**Source extract**
____________________

Would you tell the police if someone threatened to kill your parents if you did?
Also, many wives deny what happens.
"No... He didn't mean to do it, he's a nice guy!" is a classic.
And usually abusers are nice guys, but jealous and afraid that someone they love will leave them. So one thing leads to another... You cannot find an abuser until it's too late.
And to Cathy, I say the same.
Well, I wouldn't call myself an expert on the subject, but I certainly do have a fair amount of both real-world and educational experience on the subject. And I can attest that Cathy is full of shit.
Domestic violence victims are the subjects of their abusers' control. He isn't a perfect husband for six months then all of a sudden Jekyll and Hydes into a batterer; he spends an entire relationship convincing her that she doesn't deserve better, that his behavior is normal, essentially breaking down her spirit and making her dependent on him.
Domestic abusers are truly awful people, and it's insulting, insensitive, and simply factually wrong to state that women can or should "just leave."
So, "Blame Some of the Victims" award?
A few people put it nicely before, but wives in this situation are either to afraid to leave or don't have enough confidence to live on their own, because of how the husband has treated her.
In the past, I never really cared for these kind of comments, mainly because I've never had any first-hand experience in the matter.
A couple weeks ago, a girl that I love very much was raped by someone I used to call my friend. After all that I've been through regarding that experience in the time since has opened up a deep hatred for the people who say these kind of things.
After you see the kind of men... no, not men. Worms. After you see the kind of worms that commit these acts and the ways and reasons they do it for... You will realize it is never the girl's fault. She didn't have it coming. A cold, cruel, heartless shell of a human being commited the atrocity upon an innocent girl and scarred her for life.
So Cathy. Go fuck yourself, okay? You have no idea about any of the shit you're spewing and I recommend you shut your ass-for-a-mouth before you piss someone off a lot closer to you and a lot more volatile than me.
A few people put it nicely before, but wives in this situation are either to afraid to leave or don't have enough confidence to live on their own, because of how the husband has treated her.

____________________

**Given entries**
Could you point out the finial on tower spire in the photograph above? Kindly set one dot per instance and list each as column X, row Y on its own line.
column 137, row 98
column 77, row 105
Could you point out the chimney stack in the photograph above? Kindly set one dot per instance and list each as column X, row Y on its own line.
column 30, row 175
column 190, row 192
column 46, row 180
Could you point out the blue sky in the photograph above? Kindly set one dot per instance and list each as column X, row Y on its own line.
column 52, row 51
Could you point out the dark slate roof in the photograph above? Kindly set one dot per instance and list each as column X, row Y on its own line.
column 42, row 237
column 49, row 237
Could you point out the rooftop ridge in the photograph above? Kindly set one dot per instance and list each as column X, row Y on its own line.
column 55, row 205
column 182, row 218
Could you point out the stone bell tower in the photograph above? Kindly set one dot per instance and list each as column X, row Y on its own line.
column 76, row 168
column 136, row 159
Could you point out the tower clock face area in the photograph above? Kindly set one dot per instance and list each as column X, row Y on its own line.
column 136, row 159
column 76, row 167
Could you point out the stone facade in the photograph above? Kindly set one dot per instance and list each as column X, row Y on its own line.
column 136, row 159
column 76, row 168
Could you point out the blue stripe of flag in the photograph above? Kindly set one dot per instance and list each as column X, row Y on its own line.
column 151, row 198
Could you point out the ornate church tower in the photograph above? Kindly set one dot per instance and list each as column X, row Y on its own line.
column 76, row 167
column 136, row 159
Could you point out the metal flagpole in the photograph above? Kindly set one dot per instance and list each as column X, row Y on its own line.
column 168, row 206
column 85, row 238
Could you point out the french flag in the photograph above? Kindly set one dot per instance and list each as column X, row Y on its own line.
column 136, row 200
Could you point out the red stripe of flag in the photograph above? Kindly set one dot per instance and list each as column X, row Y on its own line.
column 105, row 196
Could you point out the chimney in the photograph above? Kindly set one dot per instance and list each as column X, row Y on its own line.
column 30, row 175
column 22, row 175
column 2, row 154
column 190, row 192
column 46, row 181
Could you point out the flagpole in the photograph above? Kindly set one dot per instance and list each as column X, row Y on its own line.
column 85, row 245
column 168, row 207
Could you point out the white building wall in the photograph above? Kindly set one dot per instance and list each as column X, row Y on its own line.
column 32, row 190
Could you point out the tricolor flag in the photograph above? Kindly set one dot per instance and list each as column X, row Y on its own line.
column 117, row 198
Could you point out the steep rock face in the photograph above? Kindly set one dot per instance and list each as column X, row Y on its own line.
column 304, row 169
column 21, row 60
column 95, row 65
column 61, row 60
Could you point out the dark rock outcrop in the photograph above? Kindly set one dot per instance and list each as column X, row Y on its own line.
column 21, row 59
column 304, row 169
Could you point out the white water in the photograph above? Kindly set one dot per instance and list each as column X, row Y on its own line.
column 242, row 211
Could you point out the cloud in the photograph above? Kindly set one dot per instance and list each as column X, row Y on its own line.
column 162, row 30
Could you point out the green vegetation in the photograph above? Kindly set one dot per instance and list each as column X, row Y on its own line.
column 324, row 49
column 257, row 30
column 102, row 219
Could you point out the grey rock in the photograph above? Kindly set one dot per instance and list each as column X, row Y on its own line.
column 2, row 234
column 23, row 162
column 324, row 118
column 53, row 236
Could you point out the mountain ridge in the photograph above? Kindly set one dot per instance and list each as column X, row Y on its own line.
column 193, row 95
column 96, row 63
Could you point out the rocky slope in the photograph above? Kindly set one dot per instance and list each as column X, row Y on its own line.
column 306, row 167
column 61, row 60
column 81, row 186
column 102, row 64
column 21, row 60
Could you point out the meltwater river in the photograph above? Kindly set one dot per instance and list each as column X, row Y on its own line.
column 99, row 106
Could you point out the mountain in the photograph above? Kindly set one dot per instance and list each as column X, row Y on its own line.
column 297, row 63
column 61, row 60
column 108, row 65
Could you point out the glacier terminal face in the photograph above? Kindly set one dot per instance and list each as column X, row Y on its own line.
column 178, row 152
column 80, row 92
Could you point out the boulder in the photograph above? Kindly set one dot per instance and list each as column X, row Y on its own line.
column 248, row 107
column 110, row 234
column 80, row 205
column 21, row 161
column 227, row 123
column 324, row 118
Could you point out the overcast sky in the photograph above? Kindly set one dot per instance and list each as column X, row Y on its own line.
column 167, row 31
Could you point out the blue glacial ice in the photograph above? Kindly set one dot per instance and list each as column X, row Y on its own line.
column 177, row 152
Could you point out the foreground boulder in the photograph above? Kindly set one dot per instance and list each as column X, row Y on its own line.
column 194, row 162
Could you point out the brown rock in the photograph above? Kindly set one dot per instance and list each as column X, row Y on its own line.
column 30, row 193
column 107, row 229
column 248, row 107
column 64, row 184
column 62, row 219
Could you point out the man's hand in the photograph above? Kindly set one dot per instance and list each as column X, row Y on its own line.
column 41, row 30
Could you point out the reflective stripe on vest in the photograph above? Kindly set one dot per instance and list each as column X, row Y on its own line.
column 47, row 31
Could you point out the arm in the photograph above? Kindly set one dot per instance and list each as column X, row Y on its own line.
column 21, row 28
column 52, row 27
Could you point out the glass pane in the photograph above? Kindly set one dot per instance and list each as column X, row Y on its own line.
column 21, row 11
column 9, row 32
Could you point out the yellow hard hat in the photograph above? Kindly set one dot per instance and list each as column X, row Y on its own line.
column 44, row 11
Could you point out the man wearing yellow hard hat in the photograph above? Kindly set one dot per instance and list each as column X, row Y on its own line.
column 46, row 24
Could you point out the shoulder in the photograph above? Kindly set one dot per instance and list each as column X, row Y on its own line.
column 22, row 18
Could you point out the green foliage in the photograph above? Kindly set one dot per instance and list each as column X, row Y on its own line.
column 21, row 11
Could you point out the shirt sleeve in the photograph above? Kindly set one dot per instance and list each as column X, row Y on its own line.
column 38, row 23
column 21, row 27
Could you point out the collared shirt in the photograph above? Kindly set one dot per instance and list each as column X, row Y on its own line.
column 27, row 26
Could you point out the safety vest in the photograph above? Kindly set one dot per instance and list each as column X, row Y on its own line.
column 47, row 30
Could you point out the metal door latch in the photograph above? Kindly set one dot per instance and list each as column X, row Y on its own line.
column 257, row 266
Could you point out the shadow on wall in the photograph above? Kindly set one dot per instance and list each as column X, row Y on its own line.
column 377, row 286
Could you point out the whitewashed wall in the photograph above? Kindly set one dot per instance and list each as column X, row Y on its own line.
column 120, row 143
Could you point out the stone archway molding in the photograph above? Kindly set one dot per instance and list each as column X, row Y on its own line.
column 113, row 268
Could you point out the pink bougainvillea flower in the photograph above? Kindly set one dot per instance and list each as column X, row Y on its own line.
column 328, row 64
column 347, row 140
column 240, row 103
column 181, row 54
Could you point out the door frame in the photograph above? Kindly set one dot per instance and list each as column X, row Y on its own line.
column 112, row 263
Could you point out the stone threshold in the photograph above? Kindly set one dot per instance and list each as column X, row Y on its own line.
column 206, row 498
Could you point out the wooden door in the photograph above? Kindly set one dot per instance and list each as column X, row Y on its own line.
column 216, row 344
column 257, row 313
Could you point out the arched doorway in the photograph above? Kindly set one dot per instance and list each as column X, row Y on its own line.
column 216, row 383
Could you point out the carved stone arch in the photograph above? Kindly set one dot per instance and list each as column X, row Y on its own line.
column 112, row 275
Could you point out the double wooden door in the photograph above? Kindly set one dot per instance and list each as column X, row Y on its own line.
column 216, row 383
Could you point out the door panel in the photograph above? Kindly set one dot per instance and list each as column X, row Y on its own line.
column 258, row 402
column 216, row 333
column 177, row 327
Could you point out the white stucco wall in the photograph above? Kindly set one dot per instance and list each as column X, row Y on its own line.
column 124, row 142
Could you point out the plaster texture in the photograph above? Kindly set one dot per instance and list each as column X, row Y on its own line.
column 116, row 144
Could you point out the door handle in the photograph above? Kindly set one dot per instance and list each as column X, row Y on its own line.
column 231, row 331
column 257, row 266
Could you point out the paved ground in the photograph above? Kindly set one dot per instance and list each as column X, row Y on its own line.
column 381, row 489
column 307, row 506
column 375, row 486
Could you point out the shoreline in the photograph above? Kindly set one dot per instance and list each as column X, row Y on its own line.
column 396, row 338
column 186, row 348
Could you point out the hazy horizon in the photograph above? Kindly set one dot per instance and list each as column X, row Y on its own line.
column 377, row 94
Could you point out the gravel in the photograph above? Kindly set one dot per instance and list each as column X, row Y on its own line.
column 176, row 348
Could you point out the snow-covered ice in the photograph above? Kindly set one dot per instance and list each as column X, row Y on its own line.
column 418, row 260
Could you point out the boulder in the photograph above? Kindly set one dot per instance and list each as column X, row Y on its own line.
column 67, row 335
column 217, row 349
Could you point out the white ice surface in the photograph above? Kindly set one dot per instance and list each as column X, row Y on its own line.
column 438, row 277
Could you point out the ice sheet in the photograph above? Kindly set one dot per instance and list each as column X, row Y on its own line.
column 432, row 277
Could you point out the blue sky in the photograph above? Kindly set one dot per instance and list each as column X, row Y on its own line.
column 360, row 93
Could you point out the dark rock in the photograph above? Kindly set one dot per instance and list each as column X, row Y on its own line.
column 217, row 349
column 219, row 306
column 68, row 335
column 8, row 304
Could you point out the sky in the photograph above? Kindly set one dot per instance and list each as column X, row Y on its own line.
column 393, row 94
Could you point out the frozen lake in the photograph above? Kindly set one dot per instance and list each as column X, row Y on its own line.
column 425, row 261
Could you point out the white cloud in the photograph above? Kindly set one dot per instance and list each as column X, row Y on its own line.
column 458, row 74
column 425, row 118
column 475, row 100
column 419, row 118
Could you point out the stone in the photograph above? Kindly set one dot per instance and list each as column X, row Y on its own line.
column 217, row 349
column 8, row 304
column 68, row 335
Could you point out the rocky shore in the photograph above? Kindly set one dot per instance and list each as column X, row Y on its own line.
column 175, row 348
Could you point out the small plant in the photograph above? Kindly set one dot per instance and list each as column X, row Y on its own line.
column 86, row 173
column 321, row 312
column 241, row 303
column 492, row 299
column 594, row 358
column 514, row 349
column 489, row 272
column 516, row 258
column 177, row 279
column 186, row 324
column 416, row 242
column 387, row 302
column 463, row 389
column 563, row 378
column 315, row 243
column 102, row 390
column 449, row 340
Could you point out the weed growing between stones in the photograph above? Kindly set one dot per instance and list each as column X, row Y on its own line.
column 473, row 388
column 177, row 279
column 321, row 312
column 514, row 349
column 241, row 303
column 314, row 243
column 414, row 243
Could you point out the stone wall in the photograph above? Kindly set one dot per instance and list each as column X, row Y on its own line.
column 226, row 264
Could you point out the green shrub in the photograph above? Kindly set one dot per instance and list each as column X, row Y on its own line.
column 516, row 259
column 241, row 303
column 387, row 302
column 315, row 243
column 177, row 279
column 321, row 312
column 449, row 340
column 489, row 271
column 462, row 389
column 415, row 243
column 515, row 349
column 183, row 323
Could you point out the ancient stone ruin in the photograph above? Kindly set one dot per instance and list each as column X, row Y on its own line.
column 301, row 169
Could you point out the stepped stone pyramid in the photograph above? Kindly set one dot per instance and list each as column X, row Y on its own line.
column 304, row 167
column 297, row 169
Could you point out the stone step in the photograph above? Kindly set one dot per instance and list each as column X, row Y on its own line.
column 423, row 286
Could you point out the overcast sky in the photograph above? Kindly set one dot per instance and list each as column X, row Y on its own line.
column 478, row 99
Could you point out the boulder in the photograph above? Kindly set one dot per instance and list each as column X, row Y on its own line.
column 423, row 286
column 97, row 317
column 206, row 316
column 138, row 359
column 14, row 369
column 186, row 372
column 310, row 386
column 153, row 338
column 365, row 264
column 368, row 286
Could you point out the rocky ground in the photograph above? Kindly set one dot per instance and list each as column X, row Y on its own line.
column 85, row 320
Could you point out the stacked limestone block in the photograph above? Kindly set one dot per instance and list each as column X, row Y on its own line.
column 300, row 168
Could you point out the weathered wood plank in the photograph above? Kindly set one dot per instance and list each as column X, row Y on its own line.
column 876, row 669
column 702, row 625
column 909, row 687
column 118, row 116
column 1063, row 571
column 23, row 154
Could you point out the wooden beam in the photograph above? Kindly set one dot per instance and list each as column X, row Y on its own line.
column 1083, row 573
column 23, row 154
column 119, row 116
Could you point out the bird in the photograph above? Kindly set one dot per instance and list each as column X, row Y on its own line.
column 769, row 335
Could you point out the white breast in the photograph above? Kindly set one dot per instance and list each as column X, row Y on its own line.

____________________

**Instruction**
Write out the part of the domestic abuse passage above between "So Cathy. Go" and "volatile than me.", inclusive.

**The response**
So Cathy. Go fuck yourself, okay? You have no idea about any of the shit you're spewing and I recommend you shut your ass-for-a-mouth before you piss someone off a lot closer to you and a lot more volatile than me.